### Extracted material

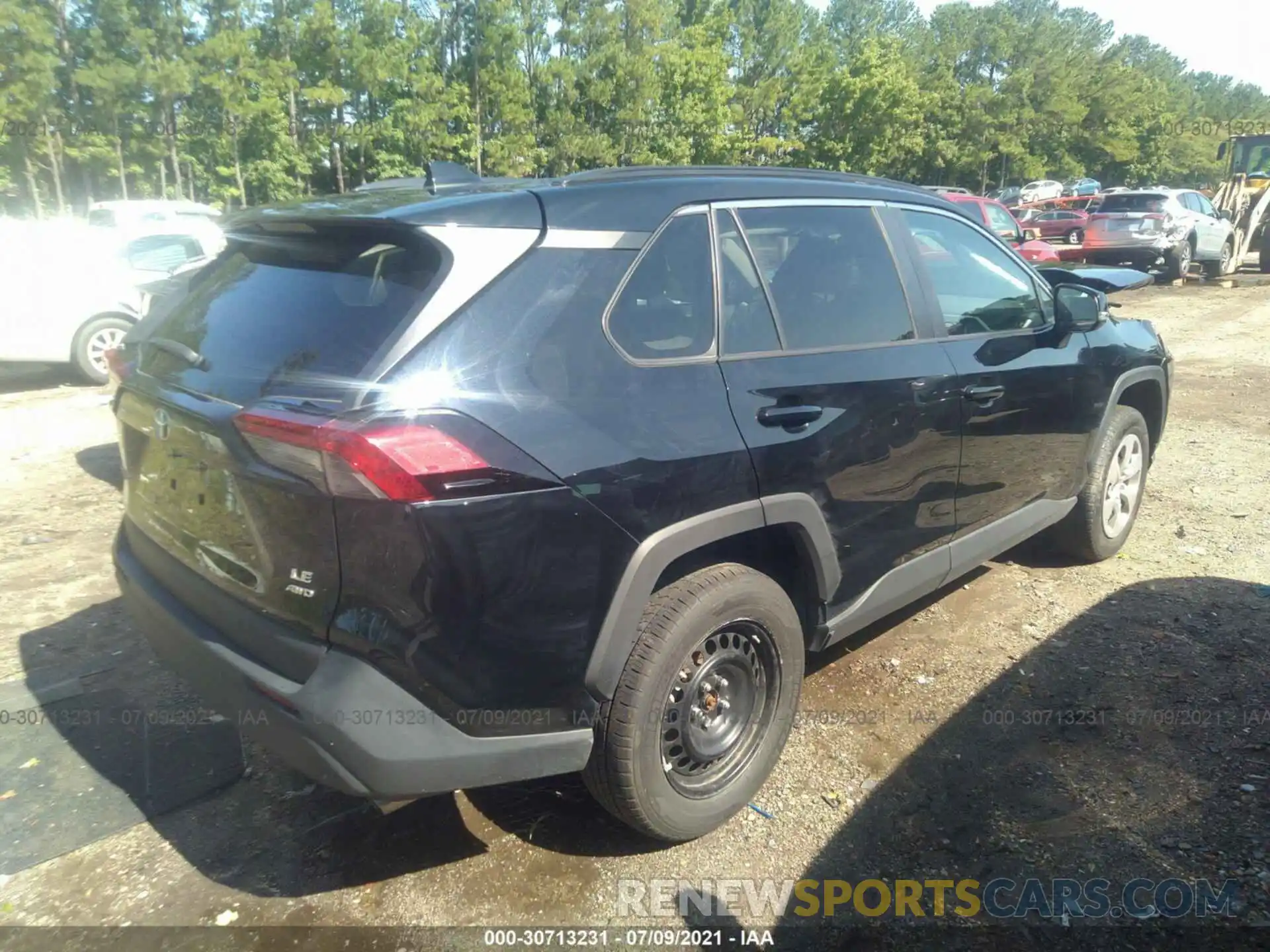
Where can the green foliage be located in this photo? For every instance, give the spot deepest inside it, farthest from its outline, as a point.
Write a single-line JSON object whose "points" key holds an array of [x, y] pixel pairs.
{"points": [[241, 102]]}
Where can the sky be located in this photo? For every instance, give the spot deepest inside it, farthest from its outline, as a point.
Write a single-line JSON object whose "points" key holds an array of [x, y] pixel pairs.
{"points": [[1189, 31]]}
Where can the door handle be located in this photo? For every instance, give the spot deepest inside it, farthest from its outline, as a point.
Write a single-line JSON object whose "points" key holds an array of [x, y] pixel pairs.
{"points": [[789, 415], [984, 394]]}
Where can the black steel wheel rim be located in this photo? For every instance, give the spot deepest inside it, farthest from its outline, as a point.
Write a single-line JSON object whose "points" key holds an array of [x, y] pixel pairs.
{"points": [[719, 707]]}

######

• _Task directions_:
Edit the data above so that every "in this photo" becomes "in this image", leaving everything else unchanged, and write it out again without the pictures.

• _The completed task_:
Where can the green foliage be located in this image? For every instance, give the spot deepest inside it, farthest from its outline, as a point.
Write a single-line JSON object whose "points" key holds an array of [x, y] pixel pairs.
{"points": [[241, 102]]}
Where can the sky be located in this image? For every instance, give the spot deepest inside it, farthest from its outline, as a point.
Write a single-line JSON object whose "points" key holds an array of [x, y] pixel pairs.
{"points": [[1189, 31]]}
Where can the door handle be located in this image? For every instance, give the spot deepest inside it, farthest from its outline, as a point.
Write a single-line JSON object whose "points" key holds an array of [x, y] pixel pairs.
{"points": [[789, 415], [984, 394]]}
Where can the black steel wheel rim be located in this image? For every instance, give the spot deepest inside it, farthest from its outline, as a point.
Write a single-line JSON object whose "points" key holds an array of [x, y] pixel pairs.
{"points": [[719, 707]]}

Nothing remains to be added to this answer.